-- Problem to work on --
Every line from the one containing "segment --target green" down to the last line of the listing below should be restated exactly, and nothing else.

-- The records --
########################################

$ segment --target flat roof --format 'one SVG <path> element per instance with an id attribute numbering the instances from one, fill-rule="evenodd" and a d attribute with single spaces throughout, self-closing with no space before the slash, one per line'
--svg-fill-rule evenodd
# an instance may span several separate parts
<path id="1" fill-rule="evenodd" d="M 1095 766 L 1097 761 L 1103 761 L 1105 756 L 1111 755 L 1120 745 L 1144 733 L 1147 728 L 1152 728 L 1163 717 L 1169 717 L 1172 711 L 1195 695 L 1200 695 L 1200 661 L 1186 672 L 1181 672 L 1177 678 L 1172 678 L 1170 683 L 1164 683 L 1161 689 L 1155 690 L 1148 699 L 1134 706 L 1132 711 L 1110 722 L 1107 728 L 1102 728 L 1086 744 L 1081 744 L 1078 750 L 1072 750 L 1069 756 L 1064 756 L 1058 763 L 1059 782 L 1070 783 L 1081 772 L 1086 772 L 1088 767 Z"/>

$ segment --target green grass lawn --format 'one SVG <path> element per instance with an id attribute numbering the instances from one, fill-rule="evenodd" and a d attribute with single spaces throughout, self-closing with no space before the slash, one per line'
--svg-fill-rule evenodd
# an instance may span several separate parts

########################################

-- Answer to the problem --
$ segment --target green grass lawn --format 'one SVG <path> element per instance with an id attribute numbering the instances from one, fill-rule="evenodd" and a d attribute with single spaces throughout, self-closing with no space before the slash, one per line'
--svg-fill-rule evenodd
# an instance may span several separate parts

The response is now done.